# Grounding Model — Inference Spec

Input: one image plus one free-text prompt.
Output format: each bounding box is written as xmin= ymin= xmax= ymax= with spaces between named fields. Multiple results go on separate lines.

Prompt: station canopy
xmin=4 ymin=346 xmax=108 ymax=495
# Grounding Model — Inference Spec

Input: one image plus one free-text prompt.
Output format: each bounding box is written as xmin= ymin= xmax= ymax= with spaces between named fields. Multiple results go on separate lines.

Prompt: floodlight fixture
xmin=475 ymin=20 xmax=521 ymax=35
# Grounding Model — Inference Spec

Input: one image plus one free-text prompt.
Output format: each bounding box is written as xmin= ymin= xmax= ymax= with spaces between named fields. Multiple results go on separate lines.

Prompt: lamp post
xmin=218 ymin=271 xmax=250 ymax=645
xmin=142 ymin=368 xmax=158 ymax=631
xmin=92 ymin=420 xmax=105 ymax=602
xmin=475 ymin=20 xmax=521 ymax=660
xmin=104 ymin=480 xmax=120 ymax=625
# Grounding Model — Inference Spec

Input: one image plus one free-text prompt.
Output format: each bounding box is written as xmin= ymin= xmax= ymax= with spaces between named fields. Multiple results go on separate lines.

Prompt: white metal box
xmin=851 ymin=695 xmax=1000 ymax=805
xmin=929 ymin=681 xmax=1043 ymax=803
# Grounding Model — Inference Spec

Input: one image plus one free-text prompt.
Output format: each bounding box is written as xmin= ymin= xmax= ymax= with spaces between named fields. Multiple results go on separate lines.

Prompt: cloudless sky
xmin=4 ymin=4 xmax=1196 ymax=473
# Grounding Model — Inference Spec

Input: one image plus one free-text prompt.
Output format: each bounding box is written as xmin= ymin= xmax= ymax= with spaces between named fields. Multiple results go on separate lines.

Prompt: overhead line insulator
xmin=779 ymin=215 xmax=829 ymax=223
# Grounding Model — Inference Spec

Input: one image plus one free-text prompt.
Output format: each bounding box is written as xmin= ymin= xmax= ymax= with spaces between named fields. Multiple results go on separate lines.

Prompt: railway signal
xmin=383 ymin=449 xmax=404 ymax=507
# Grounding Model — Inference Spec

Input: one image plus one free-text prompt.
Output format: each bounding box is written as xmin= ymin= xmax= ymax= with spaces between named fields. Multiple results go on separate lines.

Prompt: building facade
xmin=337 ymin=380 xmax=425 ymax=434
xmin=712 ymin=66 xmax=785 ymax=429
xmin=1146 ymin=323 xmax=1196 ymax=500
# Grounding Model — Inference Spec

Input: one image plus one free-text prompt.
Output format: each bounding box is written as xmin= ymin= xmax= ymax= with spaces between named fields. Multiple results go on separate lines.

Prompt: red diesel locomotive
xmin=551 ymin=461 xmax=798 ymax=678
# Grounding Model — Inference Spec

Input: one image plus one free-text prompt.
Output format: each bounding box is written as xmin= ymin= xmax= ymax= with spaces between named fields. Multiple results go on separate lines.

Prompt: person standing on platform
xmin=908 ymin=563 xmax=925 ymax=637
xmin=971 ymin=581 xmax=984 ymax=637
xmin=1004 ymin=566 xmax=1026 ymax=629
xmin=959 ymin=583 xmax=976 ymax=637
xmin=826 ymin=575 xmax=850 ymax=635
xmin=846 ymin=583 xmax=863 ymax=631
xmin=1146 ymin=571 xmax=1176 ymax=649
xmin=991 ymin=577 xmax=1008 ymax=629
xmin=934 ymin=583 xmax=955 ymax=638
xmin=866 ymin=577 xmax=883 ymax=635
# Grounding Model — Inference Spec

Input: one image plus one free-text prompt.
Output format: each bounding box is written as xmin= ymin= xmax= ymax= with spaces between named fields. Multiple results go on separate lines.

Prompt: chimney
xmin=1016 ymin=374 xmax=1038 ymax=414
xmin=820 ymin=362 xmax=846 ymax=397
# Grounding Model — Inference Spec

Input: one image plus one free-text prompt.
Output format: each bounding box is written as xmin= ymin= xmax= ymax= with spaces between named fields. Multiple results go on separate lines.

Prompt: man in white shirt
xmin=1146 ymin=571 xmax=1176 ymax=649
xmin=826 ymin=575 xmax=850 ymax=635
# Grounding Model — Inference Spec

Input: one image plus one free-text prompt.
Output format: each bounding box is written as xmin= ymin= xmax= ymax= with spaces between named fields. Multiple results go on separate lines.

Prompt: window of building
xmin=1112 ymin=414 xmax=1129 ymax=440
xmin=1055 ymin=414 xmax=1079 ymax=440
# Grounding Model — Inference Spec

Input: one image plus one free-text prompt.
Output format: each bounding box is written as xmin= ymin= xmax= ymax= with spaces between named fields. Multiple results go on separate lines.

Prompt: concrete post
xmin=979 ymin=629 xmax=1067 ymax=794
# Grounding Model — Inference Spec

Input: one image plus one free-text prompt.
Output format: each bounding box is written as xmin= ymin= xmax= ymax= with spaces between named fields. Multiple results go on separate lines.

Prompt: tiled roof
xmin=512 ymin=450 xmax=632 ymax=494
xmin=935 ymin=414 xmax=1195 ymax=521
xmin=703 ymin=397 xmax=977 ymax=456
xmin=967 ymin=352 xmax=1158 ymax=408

==========

THE TASK
Copy out all the entries shown above, character for character.

SOLUTION FOR THIS TASK
# Grounding Model — Inference Spec

Input: one image plus one free-text prompt.
Output format: each bounding box is written as xmin= ymin= xmax= ymax= with spaces between named fields. Multiple results go on separate lines.

Prompt: station canopy
xmin=4 ymin=346 xmax=108 ymax=495
# Grounding Model — Inference Spec

Input: one image plus one free-text prompt.
Output format: each bounding box is written as xmin= ymin= xmax= ymax= with spaces between named fields. Multiple results go on separate lines.

Prompt: floodlight fixture
xmin=475 ymin=20 xmax=521 ymax=35
# Grounding Model — Inference Spec

Input: one image plus one free-text prompt.
Output format: each bounding box is written as xmin= ymin= xmax= ymax= with spaces between named fields. Multiple results go on separate lines.

Prompt: lamp post
xmin=218 ymin=271 xmax=250 ymax=645
xmin=142 ymin=368 xmax=158 ymax=631
xmin=92 ymin=420 xmax=105 ymax=602
xmin=475 ymin=20 xmax=521 ymax=660
xmin=104 ymin=480 xmax=120 ymax=625
# Grounding Model — Inference Spec

Input: one image plus one free-text prompt.
Output format: each bounding box is written as xmin= ymin= xmax= ymax= with spaces between named fields. Multiple results go on separate lines.

Prompt: white metal box
xmin=851 ymin=695 xmax=1000 ymax=805
xmin=929 ymin=681 xmax=1043 ymax=803
# Grounding Model — Inference Spec

Input: one image plus one free-text prompt.
Output format: each bounding box is written as xmin= ymin= xmax= ymax= with spaces between named fields. Multiple results go on separate lines.

Prompt: cloudless sky
xmin=4 ymin=4 xmax=1196 ymax=473
# Grounding Model — Inference Spec

Input: one image plus one free-text prompt.
Output format: each bounding box is written as xmin= ymin= xmax= ymax= with spaces between named fields. Multiple results go on separate lines.

Prompt: overhead line insulator
xmin=779 ymin=215 xmax=829 ymax=223
# Grounding Model — Inference Spec

Input: one image plus one free-text prompt.
Output format: each bounding box is written as xmin= ymin= xmax= ymax= with spaces between named fields. Multiple results go on separate lines.

Prompt: railway signal
xmin=383 ymin=449 xmax=404 ymax=507
# Grounding Model — Inference Spec

Input: one image plus one free-text prompt.
Output format: each bounding box is written as xmin= ymin= xmax= ymax= with spaces between named fields. Multiple results go on separate lines.

Prompt: building facade
xmin=337 ymin=380 xmax=425 ymax=434
xmin=712 ymin=66 xmax=785 ymax=429
xmin=1146 ymin=323 xmax=1196 ymax=500
# Grounding Model — Inference Spec

Input: one image plus one free-text prompt.
Output format: each bounding box is written as xmin= ymin= xmax= ymax= with spaces between named fields. Multiple results go on separate lines.

Prompt: red diesel locomotive
xmin=551 ymin=461 xmax=798 ymax=678
# Grounding Model — Inference Spec

Input: one image plus one free-text prompt.
Output format: each bounding box is written as xmin= ymin= xmax= ymax= with spaces between named fields. Multiple results go on separate lines.

Prompt: person standing on platform
xmin=908 ymin=563 xmax=925 ymax=637
xmin=971 ymin=581 xmax=984 ymax=637
xmin=1004 ymin=566 xmax=1026 ymax=629
xmin=959 ymin=583 xmax=976 ymax=637
xmin=826 ymin=575 xmax=850 ymax=635
xmin=846 ymin=583 xmax=863 ymax=631
xmin=1146 ymin=571 xmax=1176 ymax=649
xmin=991 ymin=577 xmax=1008 ymax=629
xmin=934 ymin=583 xmax=955 ymax=638
xmin=866 ymin=577 xmax=883 ymax=635
# Grounding Model — Inference Spec

Input: one image plus one free-text prompt.
Output format: each bounding box is written as xmin= ymin= xmax= ymax= with spaces between named fields. Multiple results go on separate lines.

Prompt: chimney
xmin=1016 ymin=374 xmax=1038 ymax=414
xmin=820 ymin=362 xmax=846 ymax=397
# Grounding Model — Inference Spec

Input: one image plus one free-text prompt.
Output format: each bounding box is written as xmin= ymin= xmax= ymax= with spaces between named fields. Multiple results go on separate lines.

Prompt: man in white shirt
xmin=1146 ymin=571 xmax=1176 ymax=649
xmin=826 ymin=575 xmax=850 ymax=635
# Grounding Model — Inference Spec

Input: one image plus one free-text prompt.
Output format: each bounding box is written as xmin= ymin= xmax= ymax= with spaces between named fields. Multiple results go on separate lines.

Prompt: window of building
xmin=1112 ymin=414 xmax=1129 ymax=440
xmin=1055 ymin=414 xmax=1079 ymax=440
# Grounding Model — Inference Spec

Input: one image plus one free-text prompt.
Output format: each bounding box is written as xmin= ymin= xmax= ymax= with spaces between named fields. Multiple results go on separate lines.

Prompt: concrete post
xmin=979 ymin=629 xmax=1067 ymax=794
# Grounding Model — Inference Spec

Input: one image plus one free-text prompt.
Output format: each bounding box is written as xmin= ymin= xmax= ymax= with spaces between named fields. Multiple results go on separate lines.

Prompt: tiled roof
xmin=512 ymin=450 xmax=632 ymax=494
xmin=935 ymin=414 xmax=1195 ymax=521
xmin=703 ymin=397 xmax=977 ymax=456
xmin=967 ymin=352 xmax=1158 ymax=408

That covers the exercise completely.